# START OF PAGE EXTRACT
The identity politics of the coronation quiche

To the likes of Nigel Farage, this celebratory recipe is “politically correct”, vegetarian and, worst of all, French. Why has it triggered such right-wing rage?

By Felicity Cloake

If the coronation quiche took most of us by surprise when it made its debut on the royal family’s Twitter account on Monday lunchtime (17 April), the reaction from some quarters was depressingly predictable. Nigel Farage told Australian television that his heart sank at the news, describing it as the “dullest, most uninspiring and most politically correct dish that has ever been produced for a major occasion… truly ghastly”.

Farage’s followers, meanwhile, labelled the “bloody woke coronation quiche” as the “dull and boring as the future [sic] king” on his “Eco Nett Zero band wagon [sic]”, with one objecting that “surely it should be vegetarian ‘flan’, now that we’re out of the EU. What was the point of vote leave if we can’t rid ourselves of mucky French food?”
# END OF PAGE EXTRACT
== GIVEN TASK ==
Copy the stretch of the coronation quiche article from "To the likes" through "such right-wing rage?", substituting "festive dish" for "celebratory recipe". Rely only on the coronation quiche article.
# START OF DATA SECTION
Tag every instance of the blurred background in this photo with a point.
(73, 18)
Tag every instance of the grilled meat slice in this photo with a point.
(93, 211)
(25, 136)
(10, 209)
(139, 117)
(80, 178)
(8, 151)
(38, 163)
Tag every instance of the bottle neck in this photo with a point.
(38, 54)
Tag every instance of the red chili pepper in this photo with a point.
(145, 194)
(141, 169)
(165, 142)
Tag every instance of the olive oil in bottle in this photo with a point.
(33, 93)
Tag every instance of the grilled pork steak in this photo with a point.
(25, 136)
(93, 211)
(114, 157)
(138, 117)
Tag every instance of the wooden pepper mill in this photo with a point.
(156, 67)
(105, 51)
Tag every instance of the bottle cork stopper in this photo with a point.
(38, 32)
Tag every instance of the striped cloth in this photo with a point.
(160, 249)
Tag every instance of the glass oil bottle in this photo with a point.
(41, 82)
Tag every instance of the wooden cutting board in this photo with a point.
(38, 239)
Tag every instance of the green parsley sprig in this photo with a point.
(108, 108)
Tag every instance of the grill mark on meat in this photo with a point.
# END OF DATA SECTION
== WRITTEN ANSWER ==
To the likes of Nigel Farage, this festive dish is “politically correct”, vegetarian and, worst of all, French. Why has it triggered such right-wing rage?